REQUIRED WORK: The expected answer is the data below, retyped exactly.

BEGIN DATA UNDER STUDY

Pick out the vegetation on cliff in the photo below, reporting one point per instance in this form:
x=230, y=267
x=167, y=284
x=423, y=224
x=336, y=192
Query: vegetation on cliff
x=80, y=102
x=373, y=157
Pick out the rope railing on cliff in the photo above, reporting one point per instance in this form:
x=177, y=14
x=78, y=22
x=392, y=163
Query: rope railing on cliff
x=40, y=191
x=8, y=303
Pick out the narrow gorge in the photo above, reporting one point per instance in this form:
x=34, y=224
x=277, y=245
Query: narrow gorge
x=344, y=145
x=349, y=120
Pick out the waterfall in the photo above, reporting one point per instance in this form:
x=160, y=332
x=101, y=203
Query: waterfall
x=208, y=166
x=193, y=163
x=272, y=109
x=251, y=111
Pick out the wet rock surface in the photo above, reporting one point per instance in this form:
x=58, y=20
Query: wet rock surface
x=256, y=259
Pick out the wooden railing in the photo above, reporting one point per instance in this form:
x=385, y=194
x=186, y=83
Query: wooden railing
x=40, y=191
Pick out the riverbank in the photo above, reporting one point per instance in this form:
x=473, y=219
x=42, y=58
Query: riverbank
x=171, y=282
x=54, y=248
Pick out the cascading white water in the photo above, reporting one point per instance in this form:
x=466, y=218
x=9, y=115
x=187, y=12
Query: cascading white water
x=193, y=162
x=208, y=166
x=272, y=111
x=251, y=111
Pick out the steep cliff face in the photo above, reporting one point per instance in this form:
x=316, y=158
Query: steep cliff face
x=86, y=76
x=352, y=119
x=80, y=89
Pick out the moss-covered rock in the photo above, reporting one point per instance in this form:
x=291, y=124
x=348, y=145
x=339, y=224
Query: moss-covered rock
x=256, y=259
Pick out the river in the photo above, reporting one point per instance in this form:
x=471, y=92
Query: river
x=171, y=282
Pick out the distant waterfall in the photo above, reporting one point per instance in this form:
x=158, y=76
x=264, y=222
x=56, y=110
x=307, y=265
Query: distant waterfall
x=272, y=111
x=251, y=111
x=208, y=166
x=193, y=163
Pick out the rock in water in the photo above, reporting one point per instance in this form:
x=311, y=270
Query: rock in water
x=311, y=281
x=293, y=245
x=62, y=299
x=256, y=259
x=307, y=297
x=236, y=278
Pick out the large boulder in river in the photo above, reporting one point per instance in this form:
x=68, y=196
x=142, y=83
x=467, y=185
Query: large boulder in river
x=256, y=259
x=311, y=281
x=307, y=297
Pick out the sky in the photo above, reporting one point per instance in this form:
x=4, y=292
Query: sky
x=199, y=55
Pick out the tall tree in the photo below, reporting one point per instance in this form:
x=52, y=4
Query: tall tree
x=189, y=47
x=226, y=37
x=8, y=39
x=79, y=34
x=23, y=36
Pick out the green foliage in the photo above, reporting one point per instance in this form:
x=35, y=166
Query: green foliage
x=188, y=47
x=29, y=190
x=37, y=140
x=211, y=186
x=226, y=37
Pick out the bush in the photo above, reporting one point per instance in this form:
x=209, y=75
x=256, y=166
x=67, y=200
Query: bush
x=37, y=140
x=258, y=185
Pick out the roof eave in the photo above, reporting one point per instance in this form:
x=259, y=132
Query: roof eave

END DATA UNDER STUDY

YOUR SOLUTION:
Pick out the vegetation on cliff in the photo below, reporting one point per instance in this form:
x=230, y=267
x=167, y=284
x=423, y=224
x=336, y=192
Query: vegetation on cliff
x=80, y=102
x=373, y=157
Pick out the rope railing on cliff in the photo above, reporting one point per instance in this form:
x=177, y=14
x=78, y=22
x=392, y=163
Query: rope railing on cliff
x=40, y=191
x=8, y=303
Pick out the narrow gorge in the photo above, reporting one point per instance in this form:
x=34, y=224
x=277, y=245
Query: narrow gorge
x=344, y=145
x=349, y=120
Pick out the waterfall in the photo above, reporting one point per instance in this form:
x=160, y=332
x=101, y=203
Query: waterfall
x=208, y=166
x=193, y=163
x=272, y=109
x=251, y=111
Pick out the wet rock surface in the photo above, reporting one point per instance in this form:
x=58, y=20
Query: wet rock surface
x=256, y=259
Pick out the wooden railing in the photo above, reporting one point per instance in this form:
x=385, y=194
x=186, y=83
Query: wooden railing
x=40, y=191
Pick out the riverbank in the photo above, reporting one point per instance in this form:
x=473, y=219
x=42, y=58
Query: riverbank
x=171, y=282
x=54, y=248
Pick out the cascading white water in the photo above, reporting one point per instance in this form:
x=466, y=218
x=9, y=115
x=187, y=12
Query: cascading white water
x=193, y=162
x=208, y=166
x=272, y=111
x=251, y=111
Pick out the steep cliff face in the photo above, reporting one point per instance in this form:
x=316, y=158
Query: steep cliff face
x=86, y=76
x=352, y=119
x=80, y=89
Pick out the moss-covered rock in the photo above, reporting one point per instance in this form:
x=291, y=124
x=348, y=145
x=339, y=224
Query: moss-covered rock
x=256, y=259
Pick out the river in the photo above, reporting one point per instance in this form:
x=471, y=92
Query: river
x=171, y=282
Pick out the distant waterfall in the photo above, reporting one point per instance in this form:
x=158, y=76
x=264, y=222
x=56, y=110
x=307, y=265
Query: distant waterfall
x=272, y=111
x=251, y=111
x=208, y=166
x=193, y=163
Pick out the rock in water in the photo above, reporting one point per instance in this form:
x=311, y=270
Query: rock in water
x=311, y=281
x=293, y=245
x=62, y=299
x=256, y=259
x=307, y=297
x=236, y=278
Pick out the large boulder in river in the photo above, reporting one point per instance in this form:
x=68, y=196
x=142, y=83
x=467, y=185
Query: large boulder in river
x=256, y=259
x=311, y=281
x=307, y=297
Pick out the sky in the photo above, reporting one point per instance in this form:
x=4, y=292
Query: sky
x=199, y=55
Pick out the tall tree in the photo below, reporting one point per instance in this form:
x=52, y=4
Query: tall tree
x=189, y=47
x=226, y=37
x=8, y=39
x=79, y=34
x=23, y=36
Pick out the green foliage in the photo above, reporting one point per instance in this form:
x=35, y=166
Query: green foliage
x=188, y=47
x=29, y=190
x=37, y=140
x=211, y=186
x=226, y=37
Pick out the bush in the photo above, reporting one point per instance in this form:
x=209, y=75
x=256, y=166
x=67, y=200
Query: bush
x=37, y=140
x=258, y=185
Pick out the roof eave in the photo above, reporting one point per instance in this form:
x=259, y=132
Query: roof eave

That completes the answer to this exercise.